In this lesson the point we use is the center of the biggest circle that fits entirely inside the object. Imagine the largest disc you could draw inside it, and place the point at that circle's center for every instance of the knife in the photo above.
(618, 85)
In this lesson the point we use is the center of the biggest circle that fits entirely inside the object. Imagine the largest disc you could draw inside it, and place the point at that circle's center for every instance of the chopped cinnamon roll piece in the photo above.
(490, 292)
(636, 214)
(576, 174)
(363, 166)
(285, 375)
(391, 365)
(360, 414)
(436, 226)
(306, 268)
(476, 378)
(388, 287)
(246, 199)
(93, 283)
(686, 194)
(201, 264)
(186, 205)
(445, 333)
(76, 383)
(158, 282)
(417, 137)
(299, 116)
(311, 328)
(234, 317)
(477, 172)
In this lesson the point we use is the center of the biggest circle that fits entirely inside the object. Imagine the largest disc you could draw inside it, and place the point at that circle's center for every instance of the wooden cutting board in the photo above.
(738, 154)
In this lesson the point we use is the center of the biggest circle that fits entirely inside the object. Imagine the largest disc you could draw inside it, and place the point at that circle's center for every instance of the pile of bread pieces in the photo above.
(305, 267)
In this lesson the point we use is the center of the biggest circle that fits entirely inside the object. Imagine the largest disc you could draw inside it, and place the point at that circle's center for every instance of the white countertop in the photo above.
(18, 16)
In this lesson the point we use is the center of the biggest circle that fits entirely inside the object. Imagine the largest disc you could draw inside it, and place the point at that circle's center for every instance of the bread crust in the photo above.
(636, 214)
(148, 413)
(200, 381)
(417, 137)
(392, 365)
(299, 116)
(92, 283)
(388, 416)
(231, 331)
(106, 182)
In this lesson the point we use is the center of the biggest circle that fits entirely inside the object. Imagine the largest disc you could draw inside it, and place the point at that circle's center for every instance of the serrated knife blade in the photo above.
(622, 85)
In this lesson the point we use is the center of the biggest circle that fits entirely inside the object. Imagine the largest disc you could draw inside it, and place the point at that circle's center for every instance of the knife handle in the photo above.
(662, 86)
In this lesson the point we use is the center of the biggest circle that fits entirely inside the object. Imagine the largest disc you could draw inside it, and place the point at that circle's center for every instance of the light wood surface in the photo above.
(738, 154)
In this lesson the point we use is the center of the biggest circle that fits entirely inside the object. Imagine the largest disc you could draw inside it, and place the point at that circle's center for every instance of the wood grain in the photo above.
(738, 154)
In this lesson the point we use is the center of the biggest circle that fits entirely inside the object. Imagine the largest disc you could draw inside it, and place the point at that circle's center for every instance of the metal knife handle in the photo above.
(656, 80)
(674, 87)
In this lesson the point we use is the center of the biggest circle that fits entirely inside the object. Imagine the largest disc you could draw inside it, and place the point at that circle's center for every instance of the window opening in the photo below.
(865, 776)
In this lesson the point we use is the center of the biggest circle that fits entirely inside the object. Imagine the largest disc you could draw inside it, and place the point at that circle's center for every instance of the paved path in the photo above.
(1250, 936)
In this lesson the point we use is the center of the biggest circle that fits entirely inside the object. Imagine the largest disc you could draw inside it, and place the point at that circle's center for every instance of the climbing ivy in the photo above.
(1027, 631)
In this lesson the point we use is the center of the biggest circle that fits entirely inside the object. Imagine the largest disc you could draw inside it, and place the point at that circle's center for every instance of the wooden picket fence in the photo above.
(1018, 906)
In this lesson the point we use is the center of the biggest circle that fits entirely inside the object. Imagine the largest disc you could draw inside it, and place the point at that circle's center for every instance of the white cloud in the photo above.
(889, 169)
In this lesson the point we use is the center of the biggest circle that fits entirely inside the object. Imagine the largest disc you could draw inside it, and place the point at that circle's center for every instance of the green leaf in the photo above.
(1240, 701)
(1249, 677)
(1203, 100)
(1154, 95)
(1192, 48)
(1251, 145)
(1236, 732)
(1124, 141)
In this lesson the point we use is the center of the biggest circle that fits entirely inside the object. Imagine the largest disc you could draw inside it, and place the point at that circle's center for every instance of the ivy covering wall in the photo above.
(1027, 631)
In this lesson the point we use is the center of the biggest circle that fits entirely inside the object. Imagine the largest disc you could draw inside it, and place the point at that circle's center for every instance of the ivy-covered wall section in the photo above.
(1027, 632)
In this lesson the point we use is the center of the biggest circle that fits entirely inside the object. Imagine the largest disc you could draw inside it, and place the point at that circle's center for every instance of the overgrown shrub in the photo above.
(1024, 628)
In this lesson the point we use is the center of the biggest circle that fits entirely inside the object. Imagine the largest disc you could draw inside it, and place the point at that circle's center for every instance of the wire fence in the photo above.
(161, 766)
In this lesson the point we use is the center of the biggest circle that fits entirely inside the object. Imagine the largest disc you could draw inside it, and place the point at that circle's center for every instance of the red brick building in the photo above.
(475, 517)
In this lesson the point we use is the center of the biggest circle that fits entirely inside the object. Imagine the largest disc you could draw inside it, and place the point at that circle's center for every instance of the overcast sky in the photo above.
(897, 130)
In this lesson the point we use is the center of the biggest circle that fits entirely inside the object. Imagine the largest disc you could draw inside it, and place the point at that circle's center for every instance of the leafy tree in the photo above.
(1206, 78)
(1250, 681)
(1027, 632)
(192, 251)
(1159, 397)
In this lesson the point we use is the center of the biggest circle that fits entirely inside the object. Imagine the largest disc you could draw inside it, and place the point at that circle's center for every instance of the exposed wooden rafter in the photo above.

-.-.-

Print the full listing, word for word.

In this lesson the point we use is the center of the biggest circle that fits entirely inside the object. Imagine the largest disc you could draw inside it, and place the point at that circle's center for every instance of the knife in the photo above.
(618, 85)
In this lesson the point we use is the center of the biggest circle that fits entirely inside the object. Imagine the largest disc you could draw inside it, and place the point at that circle's center for every instance of the chopped cinnamon roll piece in the photo above.
(490, 292)
(636, 214)
(576, 174)
(363, 166)
(285, 375)
(391, 365)
(360, 414)
(436, 226)
(306, 268)
(476, 378)
(388, 287)
(246, 199)
(93, 283)
(686, 194)
(201, 264)
(186, 205)
(445, 333)
(76, 383)
(158, 282)
(417, 137)
(299, 116)
(311, 328)
(234, 317)
(477, 172)
In this lesson the point we use is the center of the biggest circle that fits entirely inside the object. Imagine the largest disc you could draw inside it, and place the point at that circle's center for every instance of the wooden cutting board in the photo above.
(738, 154)
In this lesson the point we use is the center of the biggest circle that fits entirely inside the object. Imagine the largest disc you could draw inside it, and place the point at that circle's center for every instance of the pile of bread pieces in the photo above.
(305, 267)
In this lesson the point we use is the center of the biggest circle that fits entirely inside the object. Imagine the largest disc you could draw inside it, and place the point at that circle's center for every instance of the white countertop in the photo above.
(18, 16)
In this lesson the point we use is the center of the biggest circle that fits entirely inside the object. Imagine the largest disc you could draw inside it, and place the point at that circle's center for every instance of the bread crust in the photo above.
(636, 214)
(148, 413)
(200, 381)
(417, 137)
(392, 365)
(299, 116)
(92, 283)
(388, 416)
(231, 331)
(106, 182)
In this lesson the point we use is the center of the biggest circle that fits entirely inside the object. Imagine the largest disc you could draw inside it, and place the point at that circle's center for every instance of the serrated knife blade in the photo above.
(622, 85)
In this lesson the point we use is the center of the biggest circle that fits entirely inside the object. Imagine the largest disc you could draw inside it, and place the point at that circle's center for every instance of the knife handle in the photo above.
(662, 86)
In this lesson the point we use is the center of the biggest circle that fits entirely inside the object. Imagine the largest disc you could draw inside it, and place the point at that circle's center for every instance of the light wood surface in the photo above.
(738, 154)
In this lesson the point we use is the center of the biggest circle that fits entirely inside the object. Imagine the largest disc you could draw inside it, and place the point at that circle's center for every instance of the wood grain in the photo above.
(738, 154)
In this lesson the point we use is the center of the biggest circle that fits entirely inside the object. Imagine the largest disc you could draw inside it, and place the point at that circle's center for every instance of the metal knife handle in the photo above.
(656, 80)
(674, 87)
In this lesson the point we use is the center of the biggest circle that fits entirely inside the object. Imagine the largest disc you could draw inside it, and place the point at that circle's center for every instance of the window opening in the photo below.
(865, 776)
In this lesson the point we use is the center of the biggest circle that fits entirely inside the object. Imagine the largest disc you could draw inside it, and place the point at that circle's center for every instance of the paved path in the photo above.
(1250, 936)
In this lesson the point we use is the center of the biggest circle that fits entirely inside the object. Imagine the largest disc you could draw inside it, and place the point at that circle's center for every instance of the climbing ivy in the photo above.
(1027, 631)
In this lesson the point we use is the center of the biggest circle that fits entirely inside the object. Imagine the largest disc you could draw inside it, and place the point at that circle's center for every instance of the wooden picket fence in the photo above.
(1018, 906)
In this lesson the point we use is the center of the biggest circle that fits entirely inside the object. Imagine the largest disc you could draw inside it, and place the point at that circle's center for every instance of the white cloud in the photo above.
(889, 169)
In this lesson the point we use is the center of the biggest circle that fits entirely inside the object. Imagine the largest disc you could draw inside it, and place the point at that circle's center for every instance of the green leaf in the photo above.
(1240, 701)
(1249, 677)
(1203, 100)
(1154, 95)
(1192, 48)
(1251, 145)
(1236, 732)
(1124, 141)
In this lesson the point we use is the center of the biggest circle that fits entirely inside the object. Imagine the largest disc you could draw inside it, and place the point at that circle's center for every instance of the ivy covering wall in the photo above.
(1027, 631)
In this lesson the point we use is the center of the biggest circle that fits entirely inside the object. Imagine the largest disc you could draw inside it, and place the point at that circle's center for every instance of the ivy-covered wall section in the photo above.
(1027, 632)
In this lesson the point we use is the center of the biggest circle that fits entirely inside the object. Imagine the largest disc you could draw inside it, and place the point at that circle's center for every instance of the overgrown shrub in the photo above.
(1024, 628)
In this lesson the point we use is the center of the biggest circle that fits entirely inside the object. Imagine the largest disc you could draw inside it, and place the point at that circle's center for every instance of the wire fence in the photo above.
(161, 766)
In this lesson the point we use is the center of the biggest circle that fits entirely inside the object. Imagine the largest disc you could draw inside it, and place the point at that circle's center for every instance of the red brick building in the photo above.
(475, 517)
In this lesson the point we use is the center of the biggest circle that fits entirely inside the object. Imagine the largest disc you could draw inside it, and place the point at that circle's center for every instance of the overcast sky in the photo above.
(897, 130)
In this lesson the point we use is the center of the biggest circle that fits entirely inside the object. Imagine the largest disc you could draw inside it, and place the point at that circle's center for every instance of the leafy tree in the photo above.
(1206, 78)
(1250, 681)
(1027, 632)
(192, 251)
(1159, 397)
In this lesson the point we use is the center of the biggest circle that fits entirely inside the object. Imagine the largest disc you could draw inside it, and place the point at that circle's center for every instance of the exposed wooden rafter in the photo above.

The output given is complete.